**Exercise instructions:**
Only these lines of the data below are wanted: the one with "Query: woman in black swimsuit", the one with "Query: shallow pool", and any lines between them, each repeated exactly.

[Image-grounded pointing data]
········

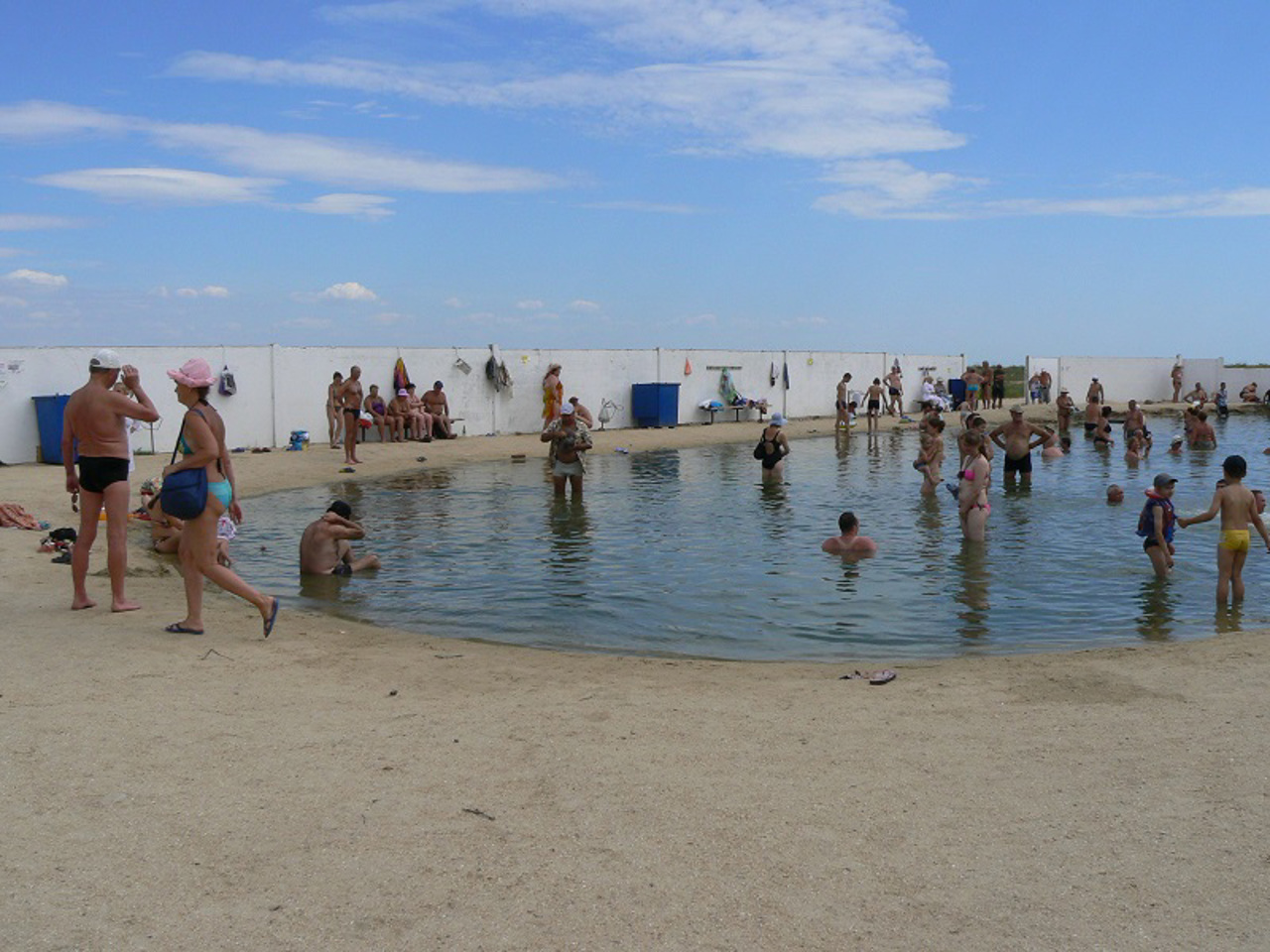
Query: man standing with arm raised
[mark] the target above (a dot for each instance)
(96, 419)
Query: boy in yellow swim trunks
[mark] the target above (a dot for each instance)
(1238, 508)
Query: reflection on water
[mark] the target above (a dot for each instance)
(970, 571)
(690, 552)
(1157, 602)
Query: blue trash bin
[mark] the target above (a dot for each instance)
(50, 412)
(656, 404)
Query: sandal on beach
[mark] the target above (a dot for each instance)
(881, 676)
(273, 617)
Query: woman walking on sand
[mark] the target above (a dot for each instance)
(202, 444)
(553, 394)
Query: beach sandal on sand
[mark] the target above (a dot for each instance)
(881, 676)
(273, 616)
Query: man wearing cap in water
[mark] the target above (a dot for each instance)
(435, 403)
(1019, 438)
(95, 425)
(324, 547)
(570, 440)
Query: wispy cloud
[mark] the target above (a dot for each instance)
(357, 206)
(806, 77)
(651, 207)
(206, 291)
(44, 280)
(163, 185)
(275, 154)
(36, 222)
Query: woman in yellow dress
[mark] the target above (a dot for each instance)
(553, 394)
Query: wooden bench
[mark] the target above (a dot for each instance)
(738, 409)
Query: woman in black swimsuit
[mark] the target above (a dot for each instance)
(772, 448)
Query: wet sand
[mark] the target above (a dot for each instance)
(349, 787)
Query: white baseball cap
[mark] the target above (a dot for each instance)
(105, 359)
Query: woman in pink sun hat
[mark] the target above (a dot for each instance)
(202, 444)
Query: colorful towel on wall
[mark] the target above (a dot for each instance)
(400, 379)
(13, 516)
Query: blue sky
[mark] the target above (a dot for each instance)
(983, 177)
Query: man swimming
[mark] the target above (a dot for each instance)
(1019, 438)
(849, 542)
(324, 546)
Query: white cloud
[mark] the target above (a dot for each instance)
(344, 203)
(307, 322)
(36, 222)
(635, 206)
(348, 291)
(175, 185)
(803, 77)
(310, 158)
(207, 291)
(39, 278)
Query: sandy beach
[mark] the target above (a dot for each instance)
(341, 785)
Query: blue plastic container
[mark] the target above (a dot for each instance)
(656, 404)
(49, 417)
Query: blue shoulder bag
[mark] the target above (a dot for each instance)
(185, 493)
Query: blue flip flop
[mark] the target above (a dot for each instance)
(273, 617)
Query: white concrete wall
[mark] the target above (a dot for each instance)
(1134, 377)
(285, 389)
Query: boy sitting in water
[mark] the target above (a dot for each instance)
(1156, 525)
(1238, 508)
(849, 542)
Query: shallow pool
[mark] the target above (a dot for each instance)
(686, 552)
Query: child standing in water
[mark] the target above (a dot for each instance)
(1156, 525)
(1238, 507)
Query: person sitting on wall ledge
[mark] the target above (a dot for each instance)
(439, 408)
(581, 413)
(1198, 397)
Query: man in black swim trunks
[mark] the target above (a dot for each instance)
(324, 546)
(1019, 438)
(350, 405)
(95, 425)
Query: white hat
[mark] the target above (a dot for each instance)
(104, 359)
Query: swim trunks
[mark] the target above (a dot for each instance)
(96, 472)
(575, 468)
(1020, 465)
(1234, 539)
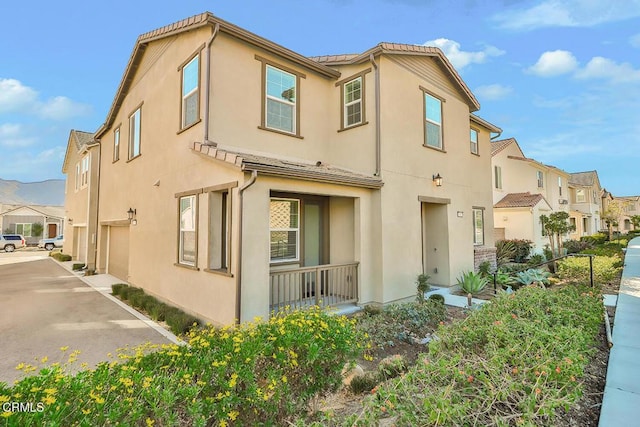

········

**Result of the task:**
Query: woman in black swimsuit
[mark] the target above (a dot for each instance)
(772, 448)
Query: wet sand
[mark] the target above (a dot for each instance)
(349, 787)
Query: white baseball cap
[mark] the target above (a dot for each instance)
(105, 359)
Query: woman in pink sun hat
[mark] the target above (a dot for each instance)
(202, 444)
Query: colorful towel on wall
[mark] the target above (a dot for each instance)
(400, 379)
(13, 516)
Query: blue sky
[mark] the target above (a dot for each instance)
(983, 177)
Query: man swimming
[mark] the target above (a dot for each instance)
(1019, 438)
(849, 542)
(324, 546)
Query: white cloud
[mark] the target above (a dot for each instance)
(344, 203)
(307, 322)
(36, 222)
(635, 206)
(348, 291)
(175, 185)
(803, 77)
(310, 158)
(207, 291)
(39, 278)
Query: sandy beach
[mark] the target above (a dot for each instance)
(341, 785)
Query: blue plastic container
[mark] the target above (a dot for each instance)
(656, 404)
(49, 417)
Query: blue shoulder bag
[mark] the target above (a dot for each instance)
(185, 493)
Query: blue flip flop
[mark] the target above (a dot for each instance)
(273, 617)
Query: white concrete wall
[mark] the target above (a dot for each instance)
(1134, 377)
(285, 389)
Query: boy sitting in water
[mark] the target above (a dot for each instance)
(1156, 525)
(1238, 508)
(849, 542)
Query: shallow pool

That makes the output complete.